Objective =
Find each line in the entries below that contains the word "window", and copy those lines out in full.
....
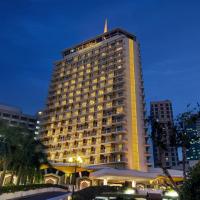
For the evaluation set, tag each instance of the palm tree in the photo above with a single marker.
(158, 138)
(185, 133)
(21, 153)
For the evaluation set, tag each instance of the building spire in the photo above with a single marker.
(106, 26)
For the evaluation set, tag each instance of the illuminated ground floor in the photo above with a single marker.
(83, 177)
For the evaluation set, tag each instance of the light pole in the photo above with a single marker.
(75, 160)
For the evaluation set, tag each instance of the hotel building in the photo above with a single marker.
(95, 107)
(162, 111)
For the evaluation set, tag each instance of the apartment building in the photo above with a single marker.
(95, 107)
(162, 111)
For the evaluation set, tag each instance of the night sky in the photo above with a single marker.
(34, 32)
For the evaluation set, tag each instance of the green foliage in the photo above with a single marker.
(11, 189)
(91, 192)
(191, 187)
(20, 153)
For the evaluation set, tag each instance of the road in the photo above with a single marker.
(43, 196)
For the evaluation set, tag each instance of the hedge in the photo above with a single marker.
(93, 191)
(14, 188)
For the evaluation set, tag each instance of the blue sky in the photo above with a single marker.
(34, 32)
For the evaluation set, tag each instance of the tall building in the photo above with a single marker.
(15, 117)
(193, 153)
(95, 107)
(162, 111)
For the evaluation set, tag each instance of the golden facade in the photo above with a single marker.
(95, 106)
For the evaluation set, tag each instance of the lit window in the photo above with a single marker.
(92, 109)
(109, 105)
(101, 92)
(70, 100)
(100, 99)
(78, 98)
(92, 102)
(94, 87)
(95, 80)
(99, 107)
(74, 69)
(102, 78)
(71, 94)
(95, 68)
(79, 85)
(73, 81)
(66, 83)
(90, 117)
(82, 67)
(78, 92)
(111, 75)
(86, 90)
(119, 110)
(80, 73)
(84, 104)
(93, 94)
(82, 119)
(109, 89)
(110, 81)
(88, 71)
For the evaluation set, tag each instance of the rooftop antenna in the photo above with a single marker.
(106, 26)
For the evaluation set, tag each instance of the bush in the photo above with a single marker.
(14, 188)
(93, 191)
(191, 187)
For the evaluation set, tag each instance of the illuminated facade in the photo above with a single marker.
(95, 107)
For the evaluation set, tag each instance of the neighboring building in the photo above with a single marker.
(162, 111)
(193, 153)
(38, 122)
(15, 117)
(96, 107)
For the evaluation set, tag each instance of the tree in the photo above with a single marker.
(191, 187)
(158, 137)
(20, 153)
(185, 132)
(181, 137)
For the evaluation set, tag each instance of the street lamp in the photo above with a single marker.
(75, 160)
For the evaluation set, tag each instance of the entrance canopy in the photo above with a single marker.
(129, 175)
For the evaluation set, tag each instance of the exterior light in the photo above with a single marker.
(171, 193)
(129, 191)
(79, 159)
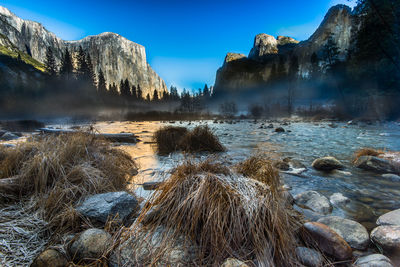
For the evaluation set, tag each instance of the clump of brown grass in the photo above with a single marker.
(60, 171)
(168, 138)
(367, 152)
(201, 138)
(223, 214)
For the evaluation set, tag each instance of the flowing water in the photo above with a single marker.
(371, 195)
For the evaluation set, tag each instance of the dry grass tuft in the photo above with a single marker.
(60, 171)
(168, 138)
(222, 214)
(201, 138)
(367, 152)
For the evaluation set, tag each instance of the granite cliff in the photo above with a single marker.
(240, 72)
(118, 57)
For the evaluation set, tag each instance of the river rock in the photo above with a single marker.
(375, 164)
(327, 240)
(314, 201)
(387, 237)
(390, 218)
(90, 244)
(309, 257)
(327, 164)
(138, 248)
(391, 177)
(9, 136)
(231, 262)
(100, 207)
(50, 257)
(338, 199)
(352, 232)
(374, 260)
....
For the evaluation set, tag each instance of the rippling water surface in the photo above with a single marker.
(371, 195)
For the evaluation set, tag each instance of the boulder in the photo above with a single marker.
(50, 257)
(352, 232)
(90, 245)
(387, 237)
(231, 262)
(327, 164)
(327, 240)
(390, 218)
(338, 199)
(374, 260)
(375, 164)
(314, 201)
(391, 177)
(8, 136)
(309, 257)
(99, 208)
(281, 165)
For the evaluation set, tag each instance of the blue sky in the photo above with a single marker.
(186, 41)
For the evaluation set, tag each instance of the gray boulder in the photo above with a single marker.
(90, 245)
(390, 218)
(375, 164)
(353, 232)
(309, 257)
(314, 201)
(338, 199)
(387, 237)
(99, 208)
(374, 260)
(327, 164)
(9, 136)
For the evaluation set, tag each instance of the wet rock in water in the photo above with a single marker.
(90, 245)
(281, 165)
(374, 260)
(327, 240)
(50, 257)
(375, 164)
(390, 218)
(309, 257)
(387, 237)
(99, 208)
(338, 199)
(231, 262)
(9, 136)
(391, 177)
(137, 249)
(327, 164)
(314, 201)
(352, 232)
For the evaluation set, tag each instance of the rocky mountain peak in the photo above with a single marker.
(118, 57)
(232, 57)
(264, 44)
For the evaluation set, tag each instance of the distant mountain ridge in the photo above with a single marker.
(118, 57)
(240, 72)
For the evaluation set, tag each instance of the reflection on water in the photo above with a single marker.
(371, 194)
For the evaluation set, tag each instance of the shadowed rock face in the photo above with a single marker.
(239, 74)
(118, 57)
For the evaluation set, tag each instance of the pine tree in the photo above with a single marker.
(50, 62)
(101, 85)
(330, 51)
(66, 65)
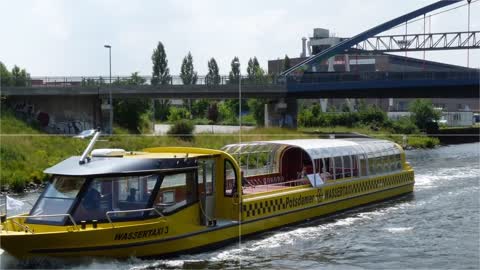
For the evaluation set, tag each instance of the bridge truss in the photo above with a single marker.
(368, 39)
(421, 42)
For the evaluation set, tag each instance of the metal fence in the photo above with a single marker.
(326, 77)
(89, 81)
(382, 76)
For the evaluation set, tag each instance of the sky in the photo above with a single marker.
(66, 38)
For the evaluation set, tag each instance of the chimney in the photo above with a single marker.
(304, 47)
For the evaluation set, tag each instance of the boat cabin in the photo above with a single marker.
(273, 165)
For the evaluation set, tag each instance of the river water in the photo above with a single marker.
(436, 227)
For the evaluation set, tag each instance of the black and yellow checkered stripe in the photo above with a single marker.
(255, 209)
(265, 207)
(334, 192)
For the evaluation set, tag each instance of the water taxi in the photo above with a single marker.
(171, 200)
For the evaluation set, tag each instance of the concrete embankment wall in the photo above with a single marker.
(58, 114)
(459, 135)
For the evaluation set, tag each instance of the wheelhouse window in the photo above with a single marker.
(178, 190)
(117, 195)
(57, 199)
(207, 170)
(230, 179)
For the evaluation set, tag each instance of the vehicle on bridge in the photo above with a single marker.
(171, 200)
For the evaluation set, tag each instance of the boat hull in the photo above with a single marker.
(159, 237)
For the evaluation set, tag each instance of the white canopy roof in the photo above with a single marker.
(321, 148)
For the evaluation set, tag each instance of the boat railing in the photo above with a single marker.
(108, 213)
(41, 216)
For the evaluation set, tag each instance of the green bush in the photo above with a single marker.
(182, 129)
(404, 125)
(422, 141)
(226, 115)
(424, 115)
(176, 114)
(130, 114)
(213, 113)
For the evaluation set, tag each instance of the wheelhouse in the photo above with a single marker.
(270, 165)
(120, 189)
....
Task response =
For the evaluation set, tag each instance of the lit window in the photo above with a single marker.
For the evaluation set, tag each instance of the wheelhouse window in the photo above with a single marker.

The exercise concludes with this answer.